> **WORK ORDER**
Omitting all images, transcribe the listing word for word.

> **RECORDS SUPPLIED**
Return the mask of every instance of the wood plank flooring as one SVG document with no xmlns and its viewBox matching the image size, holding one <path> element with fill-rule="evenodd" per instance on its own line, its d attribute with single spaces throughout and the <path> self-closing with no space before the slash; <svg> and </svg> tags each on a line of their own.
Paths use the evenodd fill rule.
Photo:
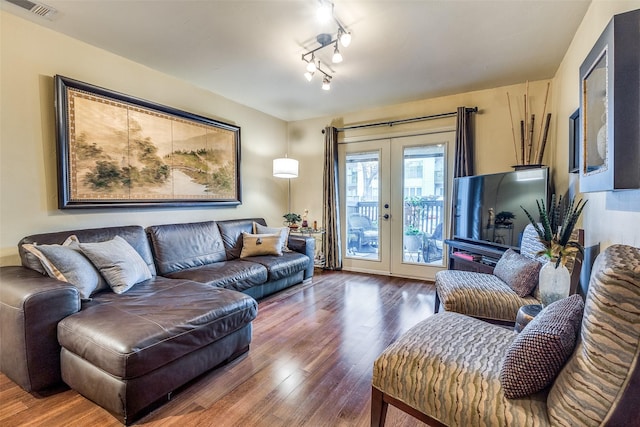
<svg viewBox="0 0 640 427">
<path fill-rule="evenodd" d="M 141 426 L 369 425 L 373 361 L 433 314 L 418 280 L 318 272 L 313 283 L 262 300 L 249 353 L 183 387 Z M 66 390 L 35 397 L 0 374 L 2 426 L 119 426 Z M 389 408 L 387 426 L 424 426 Z"/>
</svg>

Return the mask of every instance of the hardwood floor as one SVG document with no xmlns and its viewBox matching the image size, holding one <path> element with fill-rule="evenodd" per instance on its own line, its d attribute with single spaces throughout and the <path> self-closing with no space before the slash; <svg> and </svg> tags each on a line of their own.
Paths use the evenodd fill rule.
<svg viewBox="0 0 640 427">
<path fill-rule="evenodd" d="M 209 372 L 136 425 L 369 425 L 373 361 L 433 314 L 427 282 L 318 272 L 262 300 L 249 353 Z M 0 374 L 2 426 L 119 426 L 73 390 L 34 397 Z M 424 426 L 389 407 L 387 426 Z"/>
</svg>

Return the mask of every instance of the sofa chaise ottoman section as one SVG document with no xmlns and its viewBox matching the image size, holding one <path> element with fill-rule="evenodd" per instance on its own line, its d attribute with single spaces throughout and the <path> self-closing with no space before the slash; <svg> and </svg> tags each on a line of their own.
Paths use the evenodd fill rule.
<svg viewBox="0 0 640 427">
<path fill-rule="evenodd" d="M 243 293 L 164 277 L 121 295 L 98 294 L 58 323 L 62 379 L 128 423 L 175 388 L 247 351 L 257 310 Z M 195 354 L 198 360 L 187 363 Z M 196 372 L 194 363 L 201 365 Z"/>
</svg>

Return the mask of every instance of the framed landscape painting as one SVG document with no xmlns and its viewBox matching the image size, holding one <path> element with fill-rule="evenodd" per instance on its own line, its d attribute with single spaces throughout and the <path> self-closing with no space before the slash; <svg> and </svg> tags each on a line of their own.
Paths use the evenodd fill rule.
<svg viewBox="0 0 640 427">
<path fill-rule="evenodd" d="M 239 127 L 54 80 L 61 209 L 241 203 Z"/>
</svg>

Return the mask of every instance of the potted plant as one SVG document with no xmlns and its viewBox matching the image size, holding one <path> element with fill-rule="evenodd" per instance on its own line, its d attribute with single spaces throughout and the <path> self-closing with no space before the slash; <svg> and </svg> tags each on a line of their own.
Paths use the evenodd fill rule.
<svg viewBox="0 0 640 427">
<path fill-rule="evenodd" d="M 416 252 L 420 250 L 422 244 L 422 231 L 415 225 L 407 225 L 404 229 L 404 248 L 408 252 Z"/>
<path fill-rule="evenodd" d="M 569 259 L 575 258 L 578 252 L 584 251 L 582 245 L 572 239 L 572 234 L 587 202 L 580 200 L 576 203 L 575 199 L 572 199 L 563 209 L 562 197 L 559 197 L 556 203 L 554 194 L 548 209 L 545 207 L 544 200 L 536 203 L 540 222 L 533 219 L 525 208 L 520 207 L 533 224 L 538 233 L 538 239 L 544 246 L 537 255 L 544 255 L 549 260 L 540 269 L 540 299 L 544 307 L 569 295 L 571 276 L 565 265 Z"/>
<path fill-rule="evenodd" d="M 287 224 L 289 228 L 298 228 L 298 222 L 302 220 L 300 215 L 293 212 L 286 213 L 282 215 L 282 217 L 286 220 L 285 224 Z"/>
<path fill-rule="evenodd" d="M 404 228 L 404 249 L 407 252 L 417 252 L 422 246 L 422 231 L 416 224 L 420 221 L 422 215 L 423 200 L 419 196 L 405 197 L 405 217 L 408 224 Z"/>
<path fill-rule="evenodd" d="M 513 212 L 502 211 L 496 214 L 495 223 L 498 225 L 511 225 L 513 224 L 513 220 L 515 218 L 516 216 L 513 214 Z"/>
</svg>

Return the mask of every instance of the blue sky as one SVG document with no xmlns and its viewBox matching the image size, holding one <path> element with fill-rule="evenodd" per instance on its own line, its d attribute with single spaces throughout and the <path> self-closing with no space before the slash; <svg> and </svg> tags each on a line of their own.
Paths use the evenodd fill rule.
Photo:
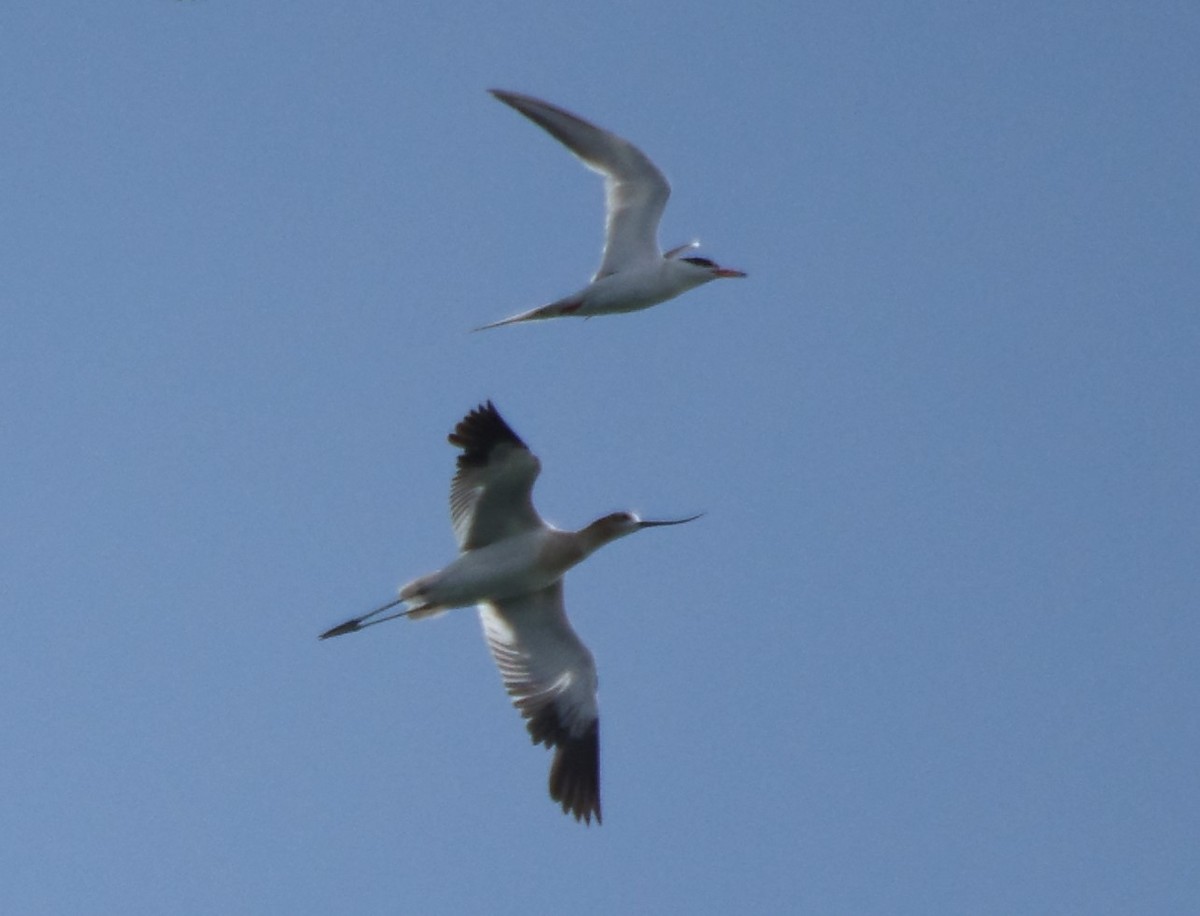
<svg viewBox="0 0 1200 916">
<path fill-rule="evenodd" d="M 1200 897 L 1191 4 L 0 11 L 0 903 L 21 913 L 1182 913 Z M 629 137 L 749 272 L 595 269 Z M 453 555 L 492 398 L 536 499 L 684 528 L 567 601 L 604 826 Z"/>
</svg>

> **ANSWER SECTION**
Return the mask of every instance of the wood plank flooring as one SVG document with no xmlns and its viewBox matching the image size, holding one <path> element with fill-rule="evenodd" per instance on its own line, its d attribute with single spaces throughout and the <path> self-closing with no space before the slash; <svg> and </svg> tags each on a line of their own.
Paths use the evenodd fill rule.
Photo:
<svg viewBox="0 0 640 427">
<path fill-rule="evenodd" d="M 141 426 L 369 425 L 373 361 L 433 314 L 418 280 L 318 272 L 313 283 L 262 300 L 249 353 L 183 387 Z M 66 390 L 35 397 L 0 374 L 2 426 L 119 426 Z M 389 408 L 387 426 L 424 426 Z"/>
</svg>

Return the mask of every instance of the hardwood floor as one SVG document with no xmlns and its viewBox matching the image size, holding one <path> element with fill-rule="evenodd" per instance on its own line, its d attribute with single spaces throughout and the <path> self-closing with no space before the slash; <svg> and </svg> tags each on a line of their own.
Paths use the evenodd fill rule.
<svg viewBox="0 0 640 427">
<path fill-rule="evenodd" d="M 209 372 L 136 425 L 369 425 L 373 361 L 433 314 L 427 282 L 318 272 L 262 300 L 249 353 Z M 0 374 L 2 426 L 119 426 L 73 390 L 34 397 Z M 424 426 L 389 407 L 387 426 Z"/>
</svg>

Return the mask of every instance of the sofa chaise ottoman section as one SVG document with no xmlns and its viewBox matching the image size, holding one <path> element with fill-rule="evenodd" per instance on its own line, its d attribute with single spaces throughout and the <path> self-closing with no space before the slash; <svg> and </svg> tags each on a line of their own.
Paths use the evenodd fill rule.
<svg viewBox="0 0 640 427">
<path fill-rule="evenodd" d="M 243 293 L 164 277 L 121 295 L 98 294 L 58 323 L 62 379 L 128 423 L 175 388 L 247 351 L 257 310 Z M 195 354 L 198 360 L 187 363 Z M 196 372 L 194 363 L 201 365 Z"/>
</svg>

Return the mask of every instance of the framed landscape painting as one SVG document with no xmlns and its viewBox matching the image size, holding one <path> element with fill-rule="evenodd" per instance on its own line, its d attribute with single spaces throughout and the <path> self-closing with no space before the slash; <svg> and </svg> tags each on a line of their own.
Paths use the evenodd fill rule.
<svg viewBox="0 0 640 427">
<path fill-rule="evenodd" d="M 239 127 L 54 80 L 61 209 L 241 203 Z"/>
</svg>

Return the mask of every instance of the potted plant as one SVG document with no xmlns and its viewBox matching the image size, holding one <path> element with fill-rule="evenodd" per instance on its own line, its d attribute with single spaces throughout and the <path> self-closing with no space before the slash; <svg> and </svg> tags each on a line of their own.
Paths use the evenodd fill rule.
<svg viewBox="0 0 640 427">
<path fill-rule="evenodd" d="M 416 252 L 420 250 L 422 244 L 422 231 L 415 225 L 407 225 L 404 229 L 404 248 L 408 252 Z"/>
<path fill-rule="evenodd" d="M 569 259 L 575 258 L 578 252 L 584 251 L 582 245 L 572 239 L 572 234 L 587 202 L 580 200 L 576 203 L 575 199 L 572 199 L 563 209 L 562 197 L 559 197 L 556 203 L 554 194 L 548 209 L 545 207 L 544 200 L 536 203 L 540 222 L 533 219 L 525 208 L 520 207 L 533 224 L 538 233 L 538 239 L 544 246 L 537 255 L 544 255 L 549 260 L 540 269 L 540 299 L 544 307 L 569 295 L 571 276 L 565 265 Z"/>
<path fill-rule="evenodd" d="M 287 224 L 289 228 L 298 228 L 298 222 L 302 220 L 300 215 L 293 212 L 286 213 L 282 215 L 282 217 L 286 220 L 285 224 Z"/>
<path fill-rule="evenodd" d="M 404 228 L 404 249 L 407 252 L 417 252 L 422 246 L 422 231 L 416 224 L 420 221 L 422 215 L 423 200 L 419 196 L 405 197 L 405 217 L 408 224 Z"/>
<path fill-rule="evenodd" d="M 513 212 L 502 211 L 496 214 L 495 223 L 498 225 L 511 225 L 513 224 L 513 220 L 515 218 L 516 216 L 513 214 Z"/>
</svg>

Return the mask of every instance of the blue sky as one SVG document with no xmlns and its viewBox matching the image size, holding one <path> element with fill-rule="evenodd" per instance on its own line, its d attribute with single spaces throughout and the <path> self-closing with no space before the slash; <svg> and </svg> tags each on a line of their own.
Paths use the evenodd fill rule.
Photo:
<svg viewBox="0 0 1200 916">
<path fill-rule="evenodd" d="M 1200 897 L 1191 4 L 0 11 L 0 903 L 21 913 L 1182 913 Z M 629 137 L 749 272 L 595 269 Z M 453 555 L 492 398 L 536 499 L 684 528 L 567 601 L 604 826 Z"/>
</svg>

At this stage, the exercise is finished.